Riscrivi per intero, nessuna esclusa, tutte le righe dalla riga che contiene "Task: locate the ufc" fino a quella che contiene "<point>180,59</point>", estremi compresi. Aggiungi 118 a ogni coordinata nelle risposte e lascia invariati tutti gli altri numeri.

(Righe tratte da un dataset)
▶

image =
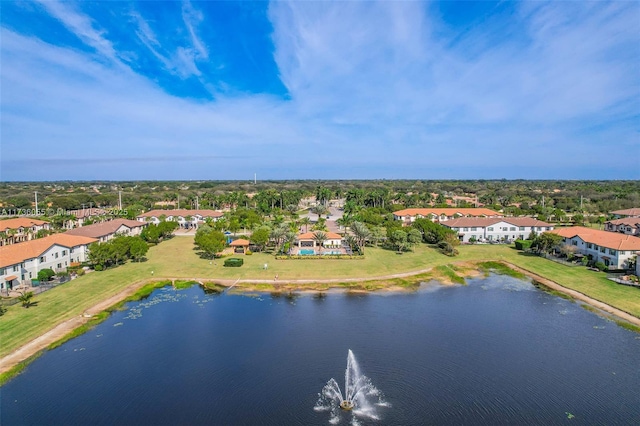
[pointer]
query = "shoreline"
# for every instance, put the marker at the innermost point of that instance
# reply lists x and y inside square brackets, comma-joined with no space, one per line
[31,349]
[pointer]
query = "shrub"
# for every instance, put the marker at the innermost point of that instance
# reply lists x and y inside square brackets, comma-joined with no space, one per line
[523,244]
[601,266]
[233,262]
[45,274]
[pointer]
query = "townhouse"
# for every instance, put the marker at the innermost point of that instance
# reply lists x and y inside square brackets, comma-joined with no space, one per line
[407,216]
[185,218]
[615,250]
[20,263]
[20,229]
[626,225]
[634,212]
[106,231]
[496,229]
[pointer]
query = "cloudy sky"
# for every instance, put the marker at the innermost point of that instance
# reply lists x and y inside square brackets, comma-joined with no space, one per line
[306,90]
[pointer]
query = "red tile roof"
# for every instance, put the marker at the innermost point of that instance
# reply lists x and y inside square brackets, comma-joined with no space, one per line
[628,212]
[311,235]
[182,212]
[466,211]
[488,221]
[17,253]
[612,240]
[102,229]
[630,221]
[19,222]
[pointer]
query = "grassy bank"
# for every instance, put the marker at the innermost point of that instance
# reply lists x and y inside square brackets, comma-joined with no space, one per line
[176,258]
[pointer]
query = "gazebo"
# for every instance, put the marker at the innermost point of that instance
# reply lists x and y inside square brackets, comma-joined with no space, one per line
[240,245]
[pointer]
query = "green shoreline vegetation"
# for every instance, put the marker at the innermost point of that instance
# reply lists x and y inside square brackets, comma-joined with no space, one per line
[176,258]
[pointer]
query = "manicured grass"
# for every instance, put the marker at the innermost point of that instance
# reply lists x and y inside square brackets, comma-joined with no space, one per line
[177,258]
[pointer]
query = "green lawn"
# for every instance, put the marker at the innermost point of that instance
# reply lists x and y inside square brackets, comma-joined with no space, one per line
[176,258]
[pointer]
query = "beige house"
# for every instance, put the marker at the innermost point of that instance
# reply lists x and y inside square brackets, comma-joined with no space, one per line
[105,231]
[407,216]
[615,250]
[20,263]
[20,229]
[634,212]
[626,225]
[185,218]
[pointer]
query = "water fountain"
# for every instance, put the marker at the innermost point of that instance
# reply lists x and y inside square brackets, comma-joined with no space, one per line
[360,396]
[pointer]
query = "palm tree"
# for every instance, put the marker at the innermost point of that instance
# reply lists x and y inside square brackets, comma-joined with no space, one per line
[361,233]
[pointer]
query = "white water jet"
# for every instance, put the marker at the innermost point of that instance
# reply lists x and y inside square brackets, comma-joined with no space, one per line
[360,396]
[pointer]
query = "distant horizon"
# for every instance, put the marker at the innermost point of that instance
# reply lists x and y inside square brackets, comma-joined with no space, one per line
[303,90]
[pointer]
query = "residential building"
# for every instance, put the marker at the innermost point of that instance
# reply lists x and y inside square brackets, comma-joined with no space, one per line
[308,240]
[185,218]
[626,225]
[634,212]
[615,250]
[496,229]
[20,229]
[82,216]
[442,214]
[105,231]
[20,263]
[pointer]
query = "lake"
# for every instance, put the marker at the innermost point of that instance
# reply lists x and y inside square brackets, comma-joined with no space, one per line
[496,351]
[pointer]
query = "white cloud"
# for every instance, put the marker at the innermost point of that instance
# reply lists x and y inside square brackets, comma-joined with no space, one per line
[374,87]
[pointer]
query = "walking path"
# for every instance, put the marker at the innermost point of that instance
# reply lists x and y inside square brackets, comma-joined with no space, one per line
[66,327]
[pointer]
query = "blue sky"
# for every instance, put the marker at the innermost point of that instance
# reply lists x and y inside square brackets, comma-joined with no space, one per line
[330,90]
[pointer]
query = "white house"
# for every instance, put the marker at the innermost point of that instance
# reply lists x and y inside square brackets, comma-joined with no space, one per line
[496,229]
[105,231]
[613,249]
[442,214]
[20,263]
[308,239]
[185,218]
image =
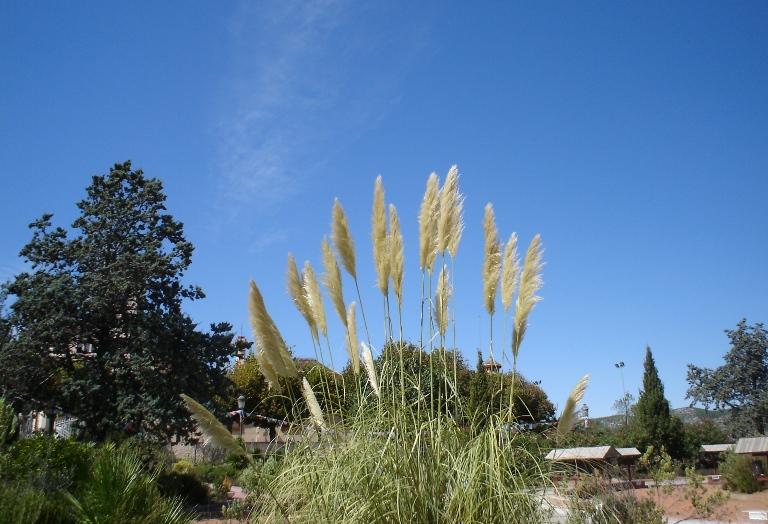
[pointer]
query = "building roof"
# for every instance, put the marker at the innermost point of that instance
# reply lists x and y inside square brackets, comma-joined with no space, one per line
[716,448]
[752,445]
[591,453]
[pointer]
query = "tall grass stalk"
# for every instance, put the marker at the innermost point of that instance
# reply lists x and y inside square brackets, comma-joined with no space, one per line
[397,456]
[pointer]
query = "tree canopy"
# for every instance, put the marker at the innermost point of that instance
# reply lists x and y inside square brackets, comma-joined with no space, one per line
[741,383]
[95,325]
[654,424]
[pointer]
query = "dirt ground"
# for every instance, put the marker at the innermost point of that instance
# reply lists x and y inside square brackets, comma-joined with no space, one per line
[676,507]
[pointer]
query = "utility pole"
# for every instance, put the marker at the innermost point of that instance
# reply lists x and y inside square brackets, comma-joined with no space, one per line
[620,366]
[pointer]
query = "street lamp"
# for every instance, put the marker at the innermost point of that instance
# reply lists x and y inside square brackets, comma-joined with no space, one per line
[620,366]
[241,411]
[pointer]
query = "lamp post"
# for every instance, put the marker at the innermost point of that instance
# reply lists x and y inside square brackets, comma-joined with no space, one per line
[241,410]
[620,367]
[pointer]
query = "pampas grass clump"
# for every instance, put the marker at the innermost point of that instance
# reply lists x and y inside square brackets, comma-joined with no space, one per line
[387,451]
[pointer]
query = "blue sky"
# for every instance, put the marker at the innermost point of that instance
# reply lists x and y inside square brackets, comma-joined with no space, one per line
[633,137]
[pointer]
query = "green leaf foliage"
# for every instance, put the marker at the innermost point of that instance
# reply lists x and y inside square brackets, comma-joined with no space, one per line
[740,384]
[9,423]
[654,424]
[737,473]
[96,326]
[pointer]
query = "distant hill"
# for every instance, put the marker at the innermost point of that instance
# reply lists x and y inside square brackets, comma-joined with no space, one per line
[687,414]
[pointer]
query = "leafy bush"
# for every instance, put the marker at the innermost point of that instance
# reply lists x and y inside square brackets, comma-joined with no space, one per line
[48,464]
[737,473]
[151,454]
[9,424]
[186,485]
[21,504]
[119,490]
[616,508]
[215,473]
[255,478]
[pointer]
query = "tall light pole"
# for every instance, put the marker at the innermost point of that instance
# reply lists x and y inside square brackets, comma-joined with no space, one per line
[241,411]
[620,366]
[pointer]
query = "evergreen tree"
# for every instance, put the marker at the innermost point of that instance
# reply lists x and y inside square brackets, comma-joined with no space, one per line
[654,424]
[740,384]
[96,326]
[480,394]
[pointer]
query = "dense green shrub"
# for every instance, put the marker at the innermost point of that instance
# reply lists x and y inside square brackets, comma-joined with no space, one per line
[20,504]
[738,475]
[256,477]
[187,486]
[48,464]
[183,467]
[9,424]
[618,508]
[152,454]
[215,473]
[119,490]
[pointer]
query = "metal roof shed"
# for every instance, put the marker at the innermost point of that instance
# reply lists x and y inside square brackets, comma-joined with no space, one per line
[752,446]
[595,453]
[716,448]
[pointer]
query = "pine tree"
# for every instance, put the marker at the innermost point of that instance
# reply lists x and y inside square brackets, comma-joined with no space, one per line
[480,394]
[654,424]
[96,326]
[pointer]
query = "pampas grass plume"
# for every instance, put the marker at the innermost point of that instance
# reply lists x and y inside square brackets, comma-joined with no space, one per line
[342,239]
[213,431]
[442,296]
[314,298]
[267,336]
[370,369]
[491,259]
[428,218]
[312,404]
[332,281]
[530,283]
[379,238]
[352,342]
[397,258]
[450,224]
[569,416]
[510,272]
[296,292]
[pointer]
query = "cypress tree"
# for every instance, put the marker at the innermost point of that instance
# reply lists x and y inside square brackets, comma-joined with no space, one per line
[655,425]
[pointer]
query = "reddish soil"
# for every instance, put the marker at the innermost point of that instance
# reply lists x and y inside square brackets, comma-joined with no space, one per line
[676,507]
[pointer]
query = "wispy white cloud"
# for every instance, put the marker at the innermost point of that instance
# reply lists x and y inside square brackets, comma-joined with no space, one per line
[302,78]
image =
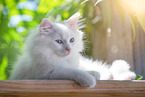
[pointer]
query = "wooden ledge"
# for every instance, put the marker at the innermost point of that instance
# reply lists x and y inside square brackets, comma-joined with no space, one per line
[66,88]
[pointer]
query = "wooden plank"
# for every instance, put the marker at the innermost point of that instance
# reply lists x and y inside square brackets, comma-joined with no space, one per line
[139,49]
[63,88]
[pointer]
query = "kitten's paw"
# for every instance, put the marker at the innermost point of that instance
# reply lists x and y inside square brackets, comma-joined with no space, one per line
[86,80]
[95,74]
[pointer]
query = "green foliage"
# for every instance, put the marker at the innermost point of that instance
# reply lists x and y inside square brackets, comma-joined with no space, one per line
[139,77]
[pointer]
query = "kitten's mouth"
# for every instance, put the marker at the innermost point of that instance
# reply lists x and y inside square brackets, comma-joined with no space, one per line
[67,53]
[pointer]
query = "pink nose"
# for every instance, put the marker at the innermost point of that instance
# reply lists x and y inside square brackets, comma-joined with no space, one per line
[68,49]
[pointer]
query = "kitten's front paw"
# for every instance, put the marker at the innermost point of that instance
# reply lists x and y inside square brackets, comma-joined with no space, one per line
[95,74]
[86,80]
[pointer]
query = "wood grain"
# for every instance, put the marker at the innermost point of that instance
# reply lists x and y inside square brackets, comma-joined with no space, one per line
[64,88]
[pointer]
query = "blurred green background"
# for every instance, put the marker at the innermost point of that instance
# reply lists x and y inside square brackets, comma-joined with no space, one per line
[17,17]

◀
▶

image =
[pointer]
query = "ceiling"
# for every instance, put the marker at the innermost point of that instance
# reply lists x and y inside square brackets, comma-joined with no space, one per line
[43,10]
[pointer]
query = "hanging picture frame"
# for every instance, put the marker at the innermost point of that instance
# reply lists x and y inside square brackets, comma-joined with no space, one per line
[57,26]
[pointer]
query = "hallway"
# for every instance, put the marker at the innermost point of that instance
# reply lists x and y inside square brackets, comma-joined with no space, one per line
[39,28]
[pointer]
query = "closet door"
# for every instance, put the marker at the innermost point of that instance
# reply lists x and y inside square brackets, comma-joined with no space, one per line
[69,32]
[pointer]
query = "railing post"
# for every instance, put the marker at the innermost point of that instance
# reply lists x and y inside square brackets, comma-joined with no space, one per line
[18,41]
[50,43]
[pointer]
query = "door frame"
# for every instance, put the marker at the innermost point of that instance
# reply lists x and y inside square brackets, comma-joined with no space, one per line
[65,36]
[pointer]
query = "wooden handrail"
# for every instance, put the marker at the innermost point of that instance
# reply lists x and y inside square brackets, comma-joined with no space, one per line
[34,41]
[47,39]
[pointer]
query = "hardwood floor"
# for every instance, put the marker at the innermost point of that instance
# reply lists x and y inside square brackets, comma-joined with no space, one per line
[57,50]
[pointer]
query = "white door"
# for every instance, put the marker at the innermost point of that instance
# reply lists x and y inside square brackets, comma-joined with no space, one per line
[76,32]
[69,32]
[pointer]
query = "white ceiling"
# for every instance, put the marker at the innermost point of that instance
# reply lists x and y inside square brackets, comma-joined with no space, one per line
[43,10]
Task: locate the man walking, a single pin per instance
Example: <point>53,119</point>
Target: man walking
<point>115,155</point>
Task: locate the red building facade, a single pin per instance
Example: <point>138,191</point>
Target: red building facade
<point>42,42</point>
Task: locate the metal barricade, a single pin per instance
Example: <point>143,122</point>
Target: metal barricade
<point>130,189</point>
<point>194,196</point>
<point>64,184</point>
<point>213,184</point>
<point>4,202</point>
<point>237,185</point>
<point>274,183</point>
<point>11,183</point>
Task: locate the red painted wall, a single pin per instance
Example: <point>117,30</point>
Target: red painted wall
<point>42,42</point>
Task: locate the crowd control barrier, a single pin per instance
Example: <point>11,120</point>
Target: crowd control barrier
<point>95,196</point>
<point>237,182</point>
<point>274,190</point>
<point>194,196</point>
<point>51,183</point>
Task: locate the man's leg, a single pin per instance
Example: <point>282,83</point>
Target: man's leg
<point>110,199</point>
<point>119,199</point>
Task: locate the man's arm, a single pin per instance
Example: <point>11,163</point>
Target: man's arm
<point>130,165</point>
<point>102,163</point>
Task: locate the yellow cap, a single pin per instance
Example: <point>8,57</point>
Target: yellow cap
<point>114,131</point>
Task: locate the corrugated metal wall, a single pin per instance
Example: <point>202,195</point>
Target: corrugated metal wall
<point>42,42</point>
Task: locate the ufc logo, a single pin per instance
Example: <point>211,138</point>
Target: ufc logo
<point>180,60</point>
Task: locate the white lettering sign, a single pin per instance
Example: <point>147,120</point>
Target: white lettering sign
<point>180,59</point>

◀

RISPOSTA:
Task: locate the ufc logo, a single pin per instance
Example: <point>211,138</point>
Target: ufc logo
<point>298,178</point>
Task: locate the white lettering sign, a single pin per instance
Example: <point>147,120</point>
Target: white lettering sign
<point>298,177</point>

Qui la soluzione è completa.